Work instructions »
Lines from the top of the entries through the line that has "positive clicks: (483, 142) (473, 151)" must be duplicated exactly, and no others.

(Supplied material begins)

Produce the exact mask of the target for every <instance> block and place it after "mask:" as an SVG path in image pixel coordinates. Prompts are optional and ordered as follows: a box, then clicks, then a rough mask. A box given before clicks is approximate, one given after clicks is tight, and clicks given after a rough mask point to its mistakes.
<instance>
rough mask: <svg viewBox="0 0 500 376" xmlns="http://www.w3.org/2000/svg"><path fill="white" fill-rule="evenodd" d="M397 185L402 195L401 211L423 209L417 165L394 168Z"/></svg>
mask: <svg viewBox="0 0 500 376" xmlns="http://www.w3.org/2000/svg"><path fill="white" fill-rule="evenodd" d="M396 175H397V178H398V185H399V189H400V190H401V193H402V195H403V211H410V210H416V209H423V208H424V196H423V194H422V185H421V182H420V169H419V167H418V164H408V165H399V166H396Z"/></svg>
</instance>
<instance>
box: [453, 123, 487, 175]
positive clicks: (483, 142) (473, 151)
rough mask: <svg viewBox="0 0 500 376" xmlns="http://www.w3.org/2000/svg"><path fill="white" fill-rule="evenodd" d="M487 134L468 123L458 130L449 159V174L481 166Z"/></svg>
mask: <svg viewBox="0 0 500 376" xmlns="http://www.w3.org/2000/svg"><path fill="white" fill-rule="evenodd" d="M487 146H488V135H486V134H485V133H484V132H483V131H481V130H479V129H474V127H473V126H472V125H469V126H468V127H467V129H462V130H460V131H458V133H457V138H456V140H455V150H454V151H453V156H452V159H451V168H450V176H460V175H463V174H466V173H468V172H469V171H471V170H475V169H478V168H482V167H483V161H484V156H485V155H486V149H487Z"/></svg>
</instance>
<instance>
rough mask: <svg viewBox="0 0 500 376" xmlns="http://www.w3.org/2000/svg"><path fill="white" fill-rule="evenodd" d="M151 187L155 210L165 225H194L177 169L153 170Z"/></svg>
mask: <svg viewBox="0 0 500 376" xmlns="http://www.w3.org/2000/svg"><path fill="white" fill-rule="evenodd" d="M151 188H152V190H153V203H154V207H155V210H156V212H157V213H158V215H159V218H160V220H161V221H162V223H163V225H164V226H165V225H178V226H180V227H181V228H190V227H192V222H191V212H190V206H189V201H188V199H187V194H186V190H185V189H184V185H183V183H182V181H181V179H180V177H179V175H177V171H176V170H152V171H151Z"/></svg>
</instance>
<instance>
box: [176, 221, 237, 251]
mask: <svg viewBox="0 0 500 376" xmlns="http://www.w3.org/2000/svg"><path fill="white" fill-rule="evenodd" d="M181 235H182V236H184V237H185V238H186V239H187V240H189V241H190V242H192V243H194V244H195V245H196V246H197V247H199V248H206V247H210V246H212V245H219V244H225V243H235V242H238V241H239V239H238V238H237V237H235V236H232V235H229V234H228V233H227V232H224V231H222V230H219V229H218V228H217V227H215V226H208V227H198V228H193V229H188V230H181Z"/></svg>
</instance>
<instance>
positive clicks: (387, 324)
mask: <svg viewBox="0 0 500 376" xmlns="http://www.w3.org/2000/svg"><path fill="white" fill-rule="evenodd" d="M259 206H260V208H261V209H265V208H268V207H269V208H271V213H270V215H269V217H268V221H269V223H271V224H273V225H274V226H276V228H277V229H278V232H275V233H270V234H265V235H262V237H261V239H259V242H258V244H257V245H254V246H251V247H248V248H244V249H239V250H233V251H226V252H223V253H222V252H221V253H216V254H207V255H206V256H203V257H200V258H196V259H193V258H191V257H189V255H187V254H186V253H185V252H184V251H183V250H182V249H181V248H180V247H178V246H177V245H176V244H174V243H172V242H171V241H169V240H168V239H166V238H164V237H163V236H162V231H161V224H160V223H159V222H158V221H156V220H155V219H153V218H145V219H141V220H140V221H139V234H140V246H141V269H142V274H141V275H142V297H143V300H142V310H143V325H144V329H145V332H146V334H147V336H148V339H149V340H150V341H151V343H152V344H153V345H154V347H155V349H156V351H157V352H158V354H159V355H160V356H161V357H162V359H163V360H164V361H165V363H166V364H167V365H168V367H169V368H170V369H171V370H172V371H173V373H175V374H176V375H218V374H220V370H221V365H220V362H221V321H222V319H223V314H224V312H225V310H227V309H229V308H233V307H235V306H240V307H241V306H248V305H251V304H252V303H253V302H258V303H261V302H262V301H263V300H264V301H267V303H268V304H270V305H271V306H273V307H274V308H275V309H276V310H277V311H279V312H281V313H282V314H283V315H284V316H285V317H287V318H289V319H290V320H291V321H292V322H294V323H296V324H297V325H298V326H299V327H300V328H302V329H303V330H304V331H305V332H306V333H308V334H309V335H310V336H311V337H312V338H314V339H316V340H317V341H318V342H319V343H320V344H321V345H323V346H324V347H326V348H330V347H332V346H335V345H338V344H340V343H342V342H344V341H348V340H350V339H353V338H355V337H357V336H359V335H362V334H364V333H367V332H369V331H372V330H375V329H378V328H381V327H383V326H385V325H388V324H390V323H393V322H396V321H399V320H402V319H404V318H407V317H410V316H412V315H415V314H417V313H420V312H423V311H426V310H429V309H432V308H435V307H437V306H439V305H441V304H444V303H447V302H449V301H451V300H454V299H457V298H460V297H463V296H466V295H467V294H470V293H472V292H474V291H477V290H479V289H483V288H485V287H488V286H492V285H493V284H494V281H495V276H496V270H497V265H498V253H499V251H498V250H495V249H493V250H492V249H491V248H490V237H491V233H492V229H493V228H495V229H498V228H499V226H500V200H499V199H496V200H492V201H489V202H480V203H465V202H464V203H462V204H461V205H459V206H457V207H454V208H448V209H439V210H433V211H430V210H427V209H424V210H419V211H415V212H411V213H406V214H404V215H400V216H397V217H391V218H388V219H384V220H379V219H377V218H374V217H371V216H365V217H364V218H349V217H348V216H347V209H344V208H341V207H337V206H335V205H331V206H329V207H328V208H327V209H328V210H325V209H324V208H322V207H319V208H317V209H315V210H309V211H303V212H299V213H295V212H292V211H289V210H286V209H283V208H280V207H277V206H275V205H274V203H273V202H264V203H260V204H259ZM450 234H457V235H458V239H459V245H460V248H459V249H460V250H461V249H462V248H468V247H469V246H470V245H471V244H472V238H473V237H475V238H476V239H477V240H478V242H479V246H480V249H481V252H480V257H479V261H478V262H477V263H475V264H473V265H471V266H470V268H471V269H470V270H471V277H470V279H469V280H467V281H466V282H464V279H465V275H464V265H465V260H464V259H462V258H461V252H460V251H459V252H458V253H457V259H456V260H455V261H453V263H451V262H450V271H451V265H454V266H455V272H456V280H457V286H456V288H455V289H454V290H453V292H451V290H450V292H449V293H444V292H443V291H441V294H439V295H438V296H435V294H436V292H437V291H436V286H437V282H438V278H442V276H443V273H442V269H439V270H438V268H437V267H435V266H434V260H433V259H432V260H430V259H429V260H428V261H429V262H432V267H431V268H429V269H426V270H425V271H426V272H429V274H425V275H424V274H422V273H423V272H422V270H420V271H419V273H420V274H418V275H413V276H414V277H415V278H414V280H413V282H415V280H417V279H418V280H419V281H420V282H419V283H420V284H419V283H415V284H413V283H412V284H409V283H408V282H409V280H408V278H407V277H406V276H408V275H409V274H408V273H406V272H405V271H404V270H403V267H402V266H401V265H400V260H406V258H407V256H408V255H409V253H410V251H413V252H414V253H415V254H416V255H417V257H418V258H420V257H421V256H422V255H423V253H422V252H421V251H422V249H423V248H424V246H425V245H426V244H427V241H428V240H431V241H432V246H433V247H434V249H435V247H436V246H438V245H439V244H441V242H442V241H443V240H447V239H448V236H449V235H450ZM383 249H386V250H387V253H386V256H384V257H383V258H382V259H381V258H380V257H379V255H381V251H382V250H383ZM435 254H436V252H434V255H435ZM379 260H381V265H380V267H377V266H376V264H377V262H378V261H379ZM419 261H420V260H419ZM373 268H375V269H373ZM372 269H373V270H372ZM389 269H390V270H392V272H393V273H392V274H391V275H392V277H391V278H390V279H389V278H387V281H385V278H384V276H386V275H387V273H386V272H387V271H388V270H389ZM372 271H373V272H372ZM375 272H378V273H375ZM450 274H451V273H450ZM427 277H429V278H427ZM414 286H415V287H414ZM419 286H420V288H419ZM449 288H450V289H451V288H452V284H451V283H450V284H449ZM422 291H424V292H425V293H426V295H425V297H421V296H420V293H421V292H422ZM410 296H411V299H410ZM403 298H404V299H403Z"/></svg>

(Supplied material ends)

Reply »
Produce the exact mask of the target for every <instance> block and place it after "mask:" as an SVG path in image pixel coordinates. Prompts are optional and ordered as follows: a box, then clicks, then a rough mask. A box given before clicks is approximate, one given after clicks is tight, and clicks given after a rough mask point to its mistakes.
<instance>
rough mask: <svg viewBox="0 0 500 376" xmlns="http://www.w3.org/2000/svg"><path fill="white" fill-rule="evenodd" d="M397 185L402 195L401 211L423 209L417 165L394 168Z"/></svg>
mask: <svg viewBox="0 0 500 376" xmlns="http://www.w3.org/2000/svg"><path fill="white" fill-rule="evenodd" d="M396 175H397V178H398V185H399V189H400V190H401V193H402V195H403V211H410V210H416V209H423V208H424V196H423V194H422V185H421V182H420V169H419V167H418V164H408V165H399V166H396Z"/></svg>
</instance>
<instance>
box: [453, 123, 487, 175]
positive clicks: (483, 142) (473, 151)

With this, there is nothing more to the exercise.